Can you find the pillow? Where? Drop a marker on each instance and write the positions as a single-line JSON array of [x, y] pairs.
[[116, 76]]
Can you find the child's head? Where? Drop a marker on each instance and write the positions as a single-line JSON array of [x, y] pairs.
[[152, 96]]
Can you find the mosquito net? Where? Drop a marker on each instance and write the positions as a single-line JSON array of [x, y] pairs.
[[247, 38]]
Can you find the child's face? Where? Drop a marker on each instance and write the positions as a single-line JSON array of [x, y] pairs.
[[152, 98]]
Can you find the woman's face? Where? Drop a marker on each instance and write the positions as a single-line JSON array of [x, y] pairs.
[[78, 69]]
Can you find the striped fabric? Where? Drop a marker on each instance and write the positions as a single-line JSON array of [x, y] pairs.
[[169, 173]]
--
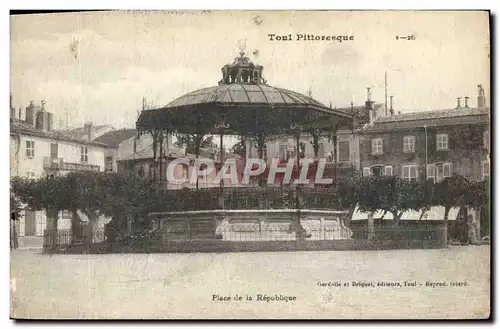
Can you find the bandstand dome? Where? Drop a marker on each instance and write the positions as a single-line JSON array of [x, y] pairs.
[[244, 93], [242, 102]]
---
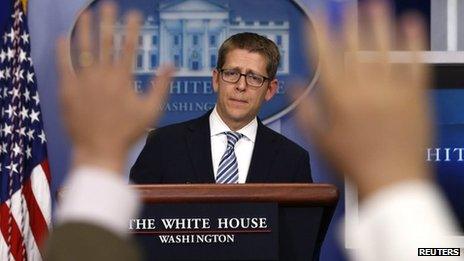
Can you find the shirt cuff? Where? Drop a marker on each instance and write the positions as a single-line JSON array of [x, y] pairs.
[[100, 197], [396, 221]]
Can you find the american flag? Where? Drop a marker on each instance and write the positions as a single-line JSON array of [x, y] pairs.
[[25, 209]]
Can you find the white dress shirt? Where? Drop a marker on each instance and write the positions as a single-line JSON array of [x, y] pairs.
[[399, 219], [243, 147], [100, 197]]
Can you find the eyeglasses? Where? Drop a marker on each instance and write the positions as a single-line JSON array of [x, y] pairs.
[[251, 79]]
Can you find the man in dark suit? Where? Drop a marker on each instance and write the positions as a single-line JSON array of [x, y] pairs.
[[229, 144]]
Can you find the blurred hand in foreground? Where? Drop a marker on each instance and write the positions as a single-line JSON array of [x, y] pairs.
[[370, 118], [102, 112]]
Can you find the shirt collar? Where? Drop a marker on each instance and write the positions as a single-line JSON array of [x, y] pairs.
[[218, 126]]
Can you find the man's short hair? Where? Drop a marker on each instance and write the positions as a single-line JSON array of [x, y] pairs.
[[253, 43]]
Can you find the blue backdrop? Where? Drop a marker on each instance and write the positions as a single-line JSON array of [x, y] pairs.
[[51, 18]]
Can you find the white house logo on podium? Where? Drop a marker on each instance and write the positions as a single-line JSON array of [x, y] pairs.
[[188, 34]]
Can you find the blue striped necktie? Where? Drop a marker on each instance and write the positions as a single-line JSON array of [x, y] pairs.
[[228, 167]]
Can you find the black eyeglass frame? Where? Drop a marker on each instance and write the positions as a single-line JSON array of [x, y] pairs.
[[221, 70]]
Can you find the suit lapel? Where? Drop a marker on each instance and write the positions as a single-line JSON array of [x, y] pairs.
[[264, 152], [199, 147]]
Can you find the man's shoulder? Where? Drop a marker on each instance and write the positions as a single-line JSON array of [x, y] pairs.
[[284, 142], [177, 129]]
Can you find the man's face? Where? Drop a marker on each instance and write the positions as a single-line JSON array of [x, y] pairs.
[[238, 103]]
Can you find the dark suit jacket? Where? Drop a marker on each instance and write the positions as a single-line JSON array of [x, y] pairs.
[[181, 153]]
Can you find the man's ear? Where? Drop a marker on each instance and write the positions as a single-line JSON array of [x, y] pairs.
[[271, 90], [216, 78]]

* _What you have to do_: Switch every "marker" to "pin" in the stretch of material from the line containing "Can you find the shirt cuff?" through the line containing "[[221, 70]]", and give back only those lines with nothing else altered.

* _Result for this exercise_:
Can you find the shirt cuff? Where? Drop a pin on each instance and write the positions as a single-line JSON array of [x, y] pairs.
[[100, 197], [396, 221]]
Can you find the american flag? Where? Drop a pin on each instance and write the positions as a single-line JSON array of [x, y] pairs.
[[25, 209]]
Can you find the white dress shirt? Where? Drop a pin on each instance and write the positions as a single-line JSON array of [x, y] pairs.
[[399, 219], [243, 147], [100, 197]]
Can you find the eyeglasses? Where? Drop a pin on each instance and write the positions as a single-line JSON array of [x, y] pairs.
[[251, 79]]
Can you find the man in dark suit? Where? Drop a pin on each instance and write the positions as a single-line JSON array of [x, y] pairs.
[[229, 144]]
Can you find the blurred hand in foreground? Where? Drop a pin on each instance and write the positions as a single-line JSON array of [x, y] pairs.
[[370, 118], [102, 112]]
Can you find the shirt collar? Where? Drop a pin on each instance and write the positions as a single-line JSON array of [x, y] pairs.
[[218, 126]]
Can you find the man's short hair? Where? Drop a pin on each instance and write the positions as a single-line JSON array of [x, y] pairs.
[[253, 43]]
Can you find the blue backdrop? Where? Drop a pin on each instance and write the positions as a single-line JSON array of [x, y] pairs.
[[51, 18]]
Can you find the white house logo on podium? Where? Drop a pin on each instance and write the positions as a single-line JSON array of [x, y] pairs.
[[188, 34]]
Can you find the blue striped necktie? Where? Drop a pin on each instance and write the positions as a single-line JSON array of [x, y] pairs.
[[228, 167]]
Can you find the black eyeglass frame? Where? Drop a pin on each instance and write the positions as a single-line JSON array of [x, y] pairs.
[[221, 70]]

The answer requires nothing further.